• PROBLEM REQUIREMENTS:
Your answer should repeat every record verbatim.

• DATASET CONTENT:
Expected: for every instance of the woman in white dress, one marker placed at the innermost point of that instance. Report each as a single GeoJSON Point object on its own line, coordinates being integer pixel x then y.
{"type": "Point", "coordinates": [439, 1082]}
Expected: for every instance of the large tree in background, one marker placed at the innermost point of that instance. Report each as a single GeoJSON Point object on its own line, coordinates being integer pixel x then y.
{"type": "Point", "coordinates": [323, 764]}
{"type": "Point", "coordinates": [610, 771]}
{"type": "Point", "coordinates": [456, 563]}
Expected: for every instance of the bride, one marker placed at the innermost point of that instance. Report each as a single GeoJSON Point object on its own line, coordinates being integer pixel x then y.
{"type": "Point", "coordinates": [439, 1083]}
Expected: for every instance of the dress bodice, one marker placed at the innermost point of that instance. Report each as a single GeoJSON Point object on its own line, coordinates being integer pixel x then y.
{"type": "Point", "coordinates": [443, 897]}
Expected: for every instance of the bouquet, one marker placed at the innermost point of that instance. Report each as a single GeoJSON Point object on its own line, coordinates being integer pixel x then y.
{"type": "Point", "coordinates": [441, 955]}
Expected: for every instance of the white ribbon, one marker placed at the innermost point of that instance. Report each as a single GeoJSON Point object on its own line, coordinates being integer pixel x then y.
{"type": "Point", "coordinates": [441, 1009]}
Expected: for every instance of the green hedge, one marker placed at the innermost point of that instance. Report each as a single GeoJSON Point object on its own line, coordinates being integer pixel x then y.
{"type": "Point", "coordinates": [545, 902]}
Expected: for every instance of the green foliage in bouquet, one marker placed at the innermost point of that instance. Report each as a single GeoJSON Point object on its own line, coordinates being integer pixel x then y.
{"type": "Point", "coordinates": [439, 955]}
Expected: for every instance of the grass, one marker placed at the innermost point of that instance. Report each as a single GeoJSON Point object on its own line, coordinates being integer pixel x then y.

• EXERCISE SOLUTION:
Expected: for every instance of the woman in white dress, one marker placed at the innermost point of that instance. Report each as a single GeoJSON Point object on its own line, coordinates being integer pixel x then y.
{"type": "Point", "coordinates": [439, 1082]}
Expected: for every instance of the large tree in background, one marker placed at the innermost point of that instance. Report each as a single GeoJSON Point object on its own line, coordinates being integer pixel x then y.
{"type": "Point", "coordinates": [323, 764]}
{"type": "Point", "coordinates": [610, 771]}
{"type": "Point", "coordinates": [456, 563]}
Expected: for every instance of the bride, one marker placed at the innermost point of that instance. Report each as a single GeoJSON Point object on its own line, coordinates being integer pixel x then y.
{"type": "Point", "coordinates": [439, 1083]}
Expected: for every instance of the dress bodice, one marker placed at the innermost point of that instance. Report each as a single GeoJSON Point object on its own line, coordinates being integer pixel x then y.
{"type": "Point", "coordinates": [443, 897]}
Expected: for every instance of the bouquet, one marker placed at the innermost point of that instance. Report each as a single GeoJSON Point object on its own line, coordinates being integer pixel x then y.
{"type": "Point", "coordinates": [441, 955]}
Expected: for every instance of the white ribbon, one marker placed at the innermost point of that instance. Report each as a single GeoJSON Point object on its own line, coordinates being integer pixel x then y.
{"type": "Point", "coordinates": [441, 1009]}
Expected: for every instance of the green hedge, one marker placed at the innermost point of that instance. Report each as a single GeoJSON Point object on its own line, coordinates being integer pixel x then y.
{"type": "Point", "coordinates": [545, 902]}
Expected: for every instance of the green foliage in bouquet, one marker placed at the innermost point of that instance. Report each as a single GeoJSON Point object on its own line, coordinates being integer pixel x then y.
{"type": "Point", "coordinates": [439, 955]}
Expected: for every instance of the grass, one marker placed at the innermost point of that instance. Report each as a single GeoJSON Point object on its own line, coordinates being integer pixel x then y.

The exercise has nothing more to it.